-- Start of Text block --

The lifted index (LI) is the temperature difference between the environment Te(p) and an air parcel lifted adiabatically Tp(p) at a given pressure height in the troposphere (lowest layer where most weather occurs) of the atmosphere, usually 500 hPa (mb). The temperature is measured in Celsius. When the value is positive, the atmosphere (at the respective height) is stable and when the value is negative, the atmosphere is unstable.

Determining LI 
LI can be computed using computer algorithms but can also be determined graphically. To do this, generally, the parcel is lifted from the portion of the planetary boundary layer (PBL) that lies below the morning inversion. The air here should be about 60 to 65% RH, which is then lifted along the dry adiabat (see also adiabatic process) to the lifting condensation level (LCL), which is the intersection of that curve with the average mixing ratio in the boundary layer. Once the LCL is found, the parcel is lifted along the moist adiabat to 500 mb. It is then that one finds LI = Te(p) - Tp(p).

-- End of Text block --

## What you have to do
Continue the lifted index passage from its final sentence.

-- Start of Given information --

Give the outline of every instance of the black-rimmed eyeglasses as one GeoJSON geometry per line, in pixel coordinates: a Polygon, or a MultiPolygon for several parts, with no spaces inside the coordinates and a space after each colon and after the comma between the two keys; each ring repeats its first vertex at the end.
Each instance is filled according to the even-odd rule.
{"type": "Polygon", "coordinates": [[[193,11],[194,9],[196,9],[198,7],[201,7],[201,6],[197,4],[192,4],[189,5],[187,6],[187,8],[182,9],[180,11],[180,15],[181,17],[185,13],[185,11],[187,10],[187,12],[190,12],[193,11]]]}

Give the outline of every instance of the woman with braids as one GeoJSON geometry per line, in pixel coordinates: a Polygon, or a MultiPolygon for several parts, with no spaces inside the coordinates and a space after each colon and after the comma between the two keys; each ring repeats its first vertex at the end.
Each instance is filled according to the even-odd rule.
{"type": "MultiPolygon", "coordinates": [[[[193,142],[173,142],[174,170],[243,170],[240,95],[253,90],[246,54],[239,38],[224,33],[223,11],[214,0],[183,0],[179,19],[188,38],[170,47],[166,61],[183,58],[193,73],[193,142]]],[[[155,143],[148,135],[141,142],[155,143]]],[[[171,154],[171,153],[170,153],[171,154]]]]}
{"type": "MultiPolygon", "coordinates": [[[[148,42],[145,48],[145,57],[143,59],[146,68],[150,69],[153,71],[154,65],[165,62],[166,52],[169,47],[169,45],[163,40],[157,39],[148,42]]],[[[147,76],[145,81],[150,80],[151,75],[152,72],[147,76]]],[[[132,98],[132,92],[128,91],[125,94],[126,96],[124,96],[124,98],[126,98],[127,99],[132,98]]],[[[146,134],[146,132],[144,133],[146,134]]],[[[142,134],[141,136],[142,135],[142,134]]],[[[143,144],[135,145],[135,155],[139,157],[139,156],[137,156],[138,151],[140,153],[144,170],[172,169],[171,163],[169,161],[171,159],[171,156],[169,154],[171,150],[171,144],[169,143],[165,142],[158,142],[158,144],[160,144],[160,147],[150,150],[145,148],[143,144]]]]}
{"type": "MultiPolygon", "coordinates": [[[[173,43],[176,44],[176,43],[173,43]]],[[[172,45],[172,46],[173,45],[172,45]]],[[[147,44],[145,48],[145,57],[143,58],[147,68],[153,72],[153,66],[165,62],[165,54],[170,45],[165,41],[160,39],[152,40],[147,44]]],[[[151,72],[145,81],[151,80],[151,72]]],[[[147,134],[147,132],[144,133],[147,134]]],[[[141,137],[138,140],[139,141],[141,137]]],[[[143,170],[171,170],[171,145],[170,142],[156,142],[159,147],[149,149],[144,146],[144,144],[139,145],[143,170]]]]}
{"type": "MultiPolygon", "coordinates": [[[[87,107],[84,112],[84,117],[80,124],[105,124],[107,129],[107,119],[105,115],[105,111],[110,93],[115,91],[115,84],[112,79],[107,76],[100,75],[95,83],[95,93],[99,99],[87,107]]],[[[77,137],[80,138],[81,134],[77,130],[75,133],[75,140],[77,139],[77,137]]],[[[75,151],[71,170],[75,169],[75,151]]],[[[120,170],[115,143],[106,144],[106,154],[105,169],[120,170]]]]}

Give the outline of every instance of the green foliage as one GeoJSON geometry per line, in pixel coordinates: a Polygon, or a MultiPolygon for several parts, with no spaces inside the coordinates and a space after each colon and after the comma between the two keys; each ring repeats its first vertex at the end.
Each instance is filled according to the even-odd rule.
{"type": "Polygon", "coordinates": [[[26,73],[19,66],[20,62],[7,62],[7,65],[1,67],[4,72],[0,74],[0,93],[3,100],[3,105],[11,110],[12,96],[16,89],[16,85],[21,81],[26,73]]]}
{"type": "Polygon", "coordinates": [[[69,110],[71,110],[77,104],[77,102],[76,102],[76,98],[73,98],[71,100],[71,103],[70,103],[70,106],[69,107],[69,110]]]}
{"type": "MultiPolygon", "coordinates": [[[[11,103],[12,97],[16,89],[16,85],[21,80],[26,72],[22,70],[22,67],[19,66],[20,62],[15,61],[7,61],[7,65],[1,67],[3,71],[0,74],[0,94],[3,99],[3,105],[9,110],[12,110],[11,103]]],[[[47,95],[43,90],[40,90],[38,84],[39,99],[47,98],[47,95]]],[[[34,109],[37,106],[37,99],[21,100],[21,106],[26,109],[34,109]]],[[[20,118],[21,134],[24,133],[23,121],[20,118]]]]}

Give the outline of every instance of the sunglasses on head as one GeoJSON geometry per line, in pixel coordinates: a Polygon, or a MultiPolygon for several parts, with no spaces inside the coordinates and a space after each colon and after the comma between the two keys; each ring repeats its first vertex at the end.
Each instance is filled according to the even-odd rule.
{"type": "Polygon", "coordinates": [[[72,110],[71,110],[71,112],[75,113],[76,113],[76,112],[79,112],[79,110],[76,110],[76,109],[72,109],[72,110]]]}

-- End of Given information --
-- Start of Given information --

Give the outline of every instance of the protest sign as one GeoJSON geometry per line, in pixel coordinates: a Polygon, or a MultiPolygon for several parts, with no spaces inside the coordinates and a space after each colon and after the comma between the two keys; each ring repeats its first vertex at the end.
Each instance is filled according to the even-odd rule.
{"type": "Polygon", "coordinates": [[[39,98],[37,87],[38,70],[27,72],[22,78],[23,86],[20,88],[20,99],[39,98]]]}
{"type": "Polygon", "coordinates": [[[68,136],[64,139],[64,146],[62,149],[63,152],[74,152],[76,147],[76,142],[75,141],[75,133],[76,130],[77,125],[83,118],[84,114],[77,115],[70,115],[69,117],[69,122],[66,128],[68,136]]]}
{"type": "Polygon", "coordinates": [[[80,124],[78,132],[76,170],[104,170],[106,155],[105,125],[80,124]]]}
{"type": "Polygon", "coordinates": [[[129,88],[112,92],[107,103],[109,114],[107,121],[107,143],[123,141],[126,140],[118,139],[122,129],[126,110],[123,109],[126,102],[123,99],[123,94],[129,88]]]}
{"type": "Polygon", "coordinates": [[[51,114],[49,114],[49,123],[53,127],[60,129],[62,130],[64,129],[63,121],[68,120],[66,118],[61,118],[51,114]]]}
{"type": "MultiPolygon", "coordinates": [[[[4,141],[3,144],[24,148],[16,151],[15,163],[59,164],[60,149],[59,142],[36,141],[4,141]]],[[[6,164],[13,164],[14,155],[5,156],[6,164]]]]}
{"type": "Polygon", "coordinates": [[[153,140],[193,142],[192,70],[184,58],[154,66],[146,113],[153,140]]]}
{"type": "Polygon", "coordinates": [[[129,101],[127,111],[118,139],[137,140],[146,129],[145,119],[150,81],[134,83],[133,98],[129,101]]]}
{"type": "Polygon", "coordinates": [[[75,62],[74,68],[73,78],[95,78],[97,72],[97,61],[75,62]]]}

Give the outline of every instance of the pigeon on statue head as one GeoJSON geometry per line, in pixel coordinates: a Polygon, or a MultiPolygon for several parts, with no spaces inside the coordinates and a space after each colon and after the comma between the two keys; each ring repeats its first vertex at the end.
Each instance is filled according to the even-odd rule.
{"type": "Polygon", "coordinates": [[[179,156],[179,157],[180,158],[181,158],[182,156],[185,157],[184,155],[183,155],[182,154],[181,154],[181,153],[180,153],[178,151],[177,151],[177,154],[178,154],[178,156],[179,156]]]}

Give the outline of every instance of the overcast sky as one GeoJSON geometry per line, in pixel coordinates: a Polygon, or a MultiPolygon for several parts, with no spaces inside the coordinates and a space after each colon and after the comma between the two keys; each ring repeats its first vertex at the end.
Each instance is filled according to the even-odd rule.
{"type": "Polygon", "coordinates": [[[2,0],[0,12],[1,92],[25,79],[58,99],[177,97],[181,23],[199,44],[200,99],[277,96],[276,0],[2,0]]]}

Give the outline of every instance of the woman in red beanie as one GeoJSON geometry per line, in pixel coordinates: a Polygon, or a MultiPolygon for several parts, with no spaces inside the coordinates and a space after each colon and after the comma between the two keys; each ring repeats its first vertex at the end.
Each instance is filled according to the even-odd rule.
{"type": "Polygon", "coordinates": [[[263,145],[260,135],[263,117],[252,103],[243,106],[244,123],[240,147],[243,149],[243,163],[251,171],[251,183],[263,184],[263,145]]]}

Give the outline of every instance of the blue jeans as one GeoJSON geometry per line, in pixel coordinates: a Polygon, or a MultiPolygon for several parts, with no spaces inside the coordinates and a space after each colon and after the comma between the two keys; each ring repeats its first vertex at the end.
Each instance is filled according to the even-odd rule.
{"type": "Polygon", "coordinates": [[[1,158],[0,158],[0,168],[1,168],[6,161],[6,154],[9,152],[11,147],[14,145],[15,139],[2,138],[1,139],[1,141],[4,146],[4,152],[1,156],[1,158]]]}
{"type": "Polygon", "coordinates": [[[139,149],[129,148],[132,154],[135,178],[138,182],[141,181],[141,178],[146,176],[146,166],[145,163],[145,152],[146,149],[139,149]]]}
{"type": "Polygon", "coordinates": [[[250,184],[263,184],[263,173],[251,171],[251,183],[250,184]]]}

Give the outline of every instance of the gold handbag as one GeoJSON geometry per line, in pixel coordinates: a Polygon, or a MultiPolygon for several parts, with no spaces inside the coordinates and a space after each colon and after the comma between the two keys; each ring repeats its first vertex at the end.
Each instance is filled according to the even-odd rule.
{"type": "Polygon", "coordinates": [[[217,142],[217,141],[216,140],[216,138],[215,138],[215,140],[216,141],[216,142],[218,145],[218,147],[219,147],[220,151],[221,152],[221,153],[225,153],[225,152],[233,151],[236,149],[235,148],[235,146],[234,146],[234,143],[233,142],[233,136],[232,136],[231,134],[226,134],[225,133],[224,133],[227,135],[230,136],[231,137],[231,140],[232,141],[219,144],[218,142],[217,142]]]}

-- End of Given information --

## Answer to this exercise
LI is generally scaled as follows: 
 LI 6 or Greater, Very Stable Conditions
 LI Between 1 and 6 : Stable Conditions, Thunderstorms Not Likely
 LI Between 0 and -2 : Slightly Unstable, Thunderstorms Possible, With Lifting Mechanism (i.e., cold front, daytime heating, ...)
 LI Between -2 and -6 : Unstable, Thunderstorms Likely, Some Severe With Lifting Mechanism
 LI Less Than -6: Very Unstable, Severe Thunderstorms Likely With Lifting Mechanism

Significance to thunderstorms 
The lifted index can be used in thunderstorm forecasting, however, convective available potential energy (CAPE) is considered by most as a superior measurement of instability and is preferred by many meteorologists for convection forecasting.  However, LI is easier and faster to determine without using a computer, as determining CAPE requires integration from one level to another.

See also 
 Atmospheric convection
 Atmospheric thermodynamics
 Convective instability
 Lapse rate

References

External links 
 Lifted Index (University of Illinois)
 A look at LI
 Convective indices (NWS St. Louis)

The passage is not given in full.